= Beginning of Section =

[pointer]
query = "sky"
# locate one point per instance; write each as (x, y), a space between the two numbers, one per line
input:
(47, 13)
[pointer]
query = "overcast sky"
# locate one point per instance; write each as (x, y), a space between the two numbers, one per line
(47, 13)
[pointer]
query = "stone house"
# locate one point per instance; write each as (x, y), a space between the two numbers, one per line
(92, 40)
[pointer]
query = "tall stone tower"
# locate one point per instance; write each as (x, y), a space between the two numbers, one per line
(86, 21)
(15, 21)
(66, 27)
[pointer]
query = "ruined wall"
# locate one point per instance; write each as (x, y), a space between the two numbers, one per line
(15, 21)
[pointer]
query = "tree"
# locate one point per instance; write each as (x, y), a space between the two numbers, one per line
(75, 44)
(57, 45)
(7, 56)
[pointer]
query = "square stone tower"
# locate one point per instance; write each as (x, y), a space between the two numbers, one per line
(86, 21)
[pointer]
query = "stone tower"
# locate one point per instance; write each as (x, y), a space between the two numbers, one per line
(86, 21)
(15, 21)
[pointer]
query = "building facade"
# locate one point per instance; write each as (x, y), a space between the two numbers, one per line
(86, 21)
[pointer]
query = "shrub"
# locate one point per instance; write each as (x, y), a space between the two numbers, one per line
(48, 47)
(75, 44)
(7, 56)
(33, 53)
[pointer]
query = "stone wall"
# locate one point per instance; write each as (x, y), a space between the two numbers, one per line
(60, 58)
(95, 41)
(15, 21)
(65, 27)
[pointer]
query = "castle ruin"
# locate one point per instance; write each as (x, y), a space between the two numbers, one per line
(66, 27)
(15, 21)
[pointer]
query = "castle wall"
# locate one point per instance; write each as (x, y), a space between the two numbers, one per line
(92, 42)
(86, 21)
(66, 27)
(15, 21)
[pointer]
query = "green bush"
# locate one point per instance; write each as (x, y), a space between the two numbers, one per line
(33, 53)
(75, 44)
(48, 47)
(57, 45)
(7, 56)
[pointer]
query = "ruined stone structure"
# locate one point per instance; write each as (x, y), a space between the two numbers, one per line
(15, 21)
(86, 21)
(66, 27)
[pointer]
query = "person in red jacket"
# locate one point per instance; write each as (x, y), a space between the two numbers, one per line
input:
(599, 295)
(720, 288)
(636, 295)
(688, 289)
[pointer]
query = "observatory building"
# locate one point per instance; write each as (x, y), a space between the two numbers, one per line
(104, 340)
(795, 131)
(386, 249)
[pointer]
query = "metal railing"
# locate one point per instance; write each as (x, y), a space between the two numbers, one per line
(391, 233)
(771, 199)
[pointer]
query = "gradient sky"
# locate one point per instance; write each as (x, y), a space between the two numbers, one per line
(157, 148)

= End of Section =

Activity:
Every line of the listing above that contains "stone" is to be copied.

Answer box:
query = "stone house"
query = "tall stone tower"
query = "square stone tower"
query = "stone tower"
query = "stone wall"
query = "ruined stone structure"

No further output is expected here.